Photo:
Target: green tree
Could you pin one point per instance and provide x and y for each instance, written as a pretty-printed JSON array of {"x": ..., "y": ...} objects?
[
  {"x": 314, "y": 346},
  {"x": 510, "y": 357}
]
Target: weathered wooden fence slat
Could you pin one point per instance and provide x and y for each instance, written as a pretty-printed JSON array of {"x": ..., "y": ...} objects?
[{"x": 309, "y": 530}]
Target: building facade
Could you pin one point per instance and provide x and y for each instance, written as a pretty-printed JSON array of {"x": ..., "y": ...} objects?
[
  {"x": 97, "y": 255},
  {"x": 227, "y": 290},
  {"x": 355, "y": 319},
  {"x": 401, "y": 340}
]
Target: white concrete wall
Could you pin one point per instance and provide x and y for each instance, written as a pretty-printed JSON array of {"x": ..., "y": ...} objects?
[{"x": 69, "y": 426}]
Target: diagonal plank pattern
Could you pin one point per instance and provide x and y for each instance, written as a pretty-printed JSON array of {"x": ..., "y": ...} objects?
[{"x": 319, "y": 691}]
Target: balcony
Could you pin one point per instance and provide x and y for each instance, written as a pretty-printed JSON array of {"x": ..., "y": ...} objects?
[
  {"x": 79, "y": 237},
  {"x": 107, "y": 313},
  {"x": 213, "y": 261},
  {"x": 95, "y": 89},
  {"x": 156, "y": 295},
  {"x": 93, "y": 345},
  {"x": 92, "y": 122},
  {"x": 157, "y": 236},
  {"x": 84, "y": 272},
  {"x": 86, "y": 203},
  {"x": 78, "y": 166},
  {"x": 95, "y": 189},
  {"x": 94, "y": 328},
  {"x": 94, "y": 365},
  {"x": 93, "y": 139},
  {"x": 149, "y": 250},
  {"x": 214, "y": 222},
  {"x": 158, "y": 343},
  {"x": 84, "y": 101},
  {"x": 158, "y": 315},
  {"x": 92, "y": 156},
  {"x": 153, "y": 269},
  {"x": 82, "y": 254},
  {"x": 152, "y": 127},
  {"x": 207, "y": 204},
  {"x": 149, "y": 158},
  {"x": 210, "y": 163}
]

■ **PROBLEM REQUIREMENTS**
Your task is to copy each line of the material that contains the word "Target".

■ **YOUR RESPONSE**
Target: green tree
Target: weathered wooden fence slat
Target: building facade
Target: white concrete wall
Target: diagonal plank pattern
Target: balcony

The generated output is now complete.